START Record list
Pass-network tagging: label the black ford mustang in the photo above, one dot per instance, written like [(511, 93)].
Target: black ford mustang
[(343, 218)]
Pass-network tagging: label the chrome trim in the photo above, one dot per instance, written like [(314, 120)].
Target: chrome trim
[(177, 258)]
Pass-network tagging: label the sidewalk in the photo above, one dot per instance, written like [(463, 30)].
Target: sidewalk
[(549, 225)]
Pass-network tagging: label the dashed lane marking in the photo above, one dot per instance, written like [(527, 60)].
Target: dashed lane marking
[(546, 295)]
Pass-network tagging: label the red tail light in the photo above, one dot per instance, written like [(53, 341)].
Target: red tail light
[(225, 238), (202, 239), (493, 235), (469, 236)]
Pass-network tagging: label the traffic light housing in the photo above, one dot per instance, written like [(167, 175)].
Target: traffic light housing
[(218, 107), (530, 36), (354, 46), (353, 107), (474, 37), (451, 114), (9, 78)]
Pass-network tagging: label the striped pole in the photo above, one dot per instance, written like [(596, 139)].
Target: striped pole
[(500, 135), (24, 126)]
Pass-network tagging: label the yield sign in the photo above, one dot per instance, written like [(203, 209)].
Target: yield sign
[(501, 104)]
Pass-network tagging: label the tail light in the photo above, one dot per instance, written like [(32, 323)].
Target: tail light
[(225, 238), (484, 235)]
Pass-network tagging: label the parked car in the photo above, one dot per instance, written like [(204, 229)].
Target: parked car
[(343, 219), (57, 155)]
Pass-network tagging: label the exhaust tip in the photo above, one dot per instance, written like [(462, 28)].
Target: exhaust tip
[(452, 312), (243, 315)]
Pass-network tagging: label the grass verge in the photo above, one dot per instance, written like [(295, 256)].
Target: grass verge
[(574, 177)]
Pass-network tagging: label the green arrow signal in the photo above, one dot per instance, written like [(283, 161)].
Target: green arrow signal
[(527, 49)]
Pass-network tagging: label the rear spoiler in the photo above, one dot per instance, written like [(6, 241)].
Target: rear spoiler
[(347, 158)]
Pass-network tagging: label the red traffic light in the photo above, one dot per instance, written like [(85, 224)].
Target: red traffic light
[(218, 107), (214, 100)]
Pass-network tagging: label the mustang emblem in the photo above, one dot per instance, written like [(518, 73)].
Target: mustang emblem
END Record list
**Task requirements**
Format the lines above as a JSON list of strings, with one string for each line and blank lines omitted.

**Correct answer**
[
  "Pass-network tagging: label the black ford mustang in the photo above, one dot per instance, written like [(511, 93)].",
  "Target: black ford mustang",
  "[(343, 218)]",
  "Pass-network tagging: label the chrome trim in the photo above, one dot per instance, written like [(314, 120)].",
  "Target: chrome trim",
  "[(177, 258)]",
  "Pass-network tagging: label the sidewalk in the photo above, one dot per instance, written like [(463, 30)].",
  "Target: sidewalk",
  "[(549, 225)]",
  "Pass-network tagging: label the dashed lane marking in the photo above, one dot per instance, written like [(527, 60)].",
  "Target: dashed lane marking",
  "[(546, 295)]",
  "Pass-network tagging: label the red tail light in the photo above, one dot per instance, written like [(53, 341)].",
  "Target: red tail light",
  "[(225, 238), (202, 239), (493, 235), (469, 236)]",
  "Pass-network tagging: label the traffic light housing in the photo above, one dot per instance, written like [(167, 175)].",
  "Target: traffic light housing",
  "[(218, 107), (530, 36), (354, 46), (353, 107), (474, 37), (451, 114), (9, 78)]",
  "Pass-network tagging: label the striped pole in the photo above, one dot per instance, written like [(596, 139)].",
  "Target: striped pole",
  "[(500, 135), (24, 126)]",
  "Pass-network tagging: label the yield sign in the photo above, one dot per instance, written like [(203, 209)].",
  "Target: yield sign",
  "[(501, 104)]",
  "Pass-network tagging: label the tail light in the photo above, one dot per instance, written like [(32, 323)].",
  "Target: tail light",
  "[(225, 238), (484, 235)]",
  "Pass-network tagging: label the parked car in the photo above, one dot per instance, written like [(204, 229)].",
  "Target: parked car",
  "[(343, 219), (57, 155)]",
  "Pass-network tagging: label the exhaust tip in the photo above, one dot per instance, written like [(462, 28)].",
  "Target: exhaust tip",
  "[(452, 312), (243, 315)]",
  "Pass-network tagging: label the grass verge in the photo above, one dot per instance, written like [(295, 256)].",
  "Target: grass verge",
  "[(574, 177)]",
  "Pass-network tagging: label the green arrow signal in the photo above, one dot per instance, written like [(283, 161)].",
  "Target: green arrow signal",
  "[(527, 49)]",
  "Pass-network tagging: label the rear spoiler in the photo above, one dot per instance, written like [(6, 241)].",
  "Target: rear spoiler",
  "[(347, 158)]",
  "Pass-network tagging: label the red traffic light in the photo above, one dot per instance, written like [(85, 224)].",
  "Target: red traffic light",
  "[(218, 107), (214, 100)]",
  "Pass-network tagging: label the mustang emblem in the photo above, one dot per instance, written like [(518, 73)].",
  "Target: mustang emblem"
]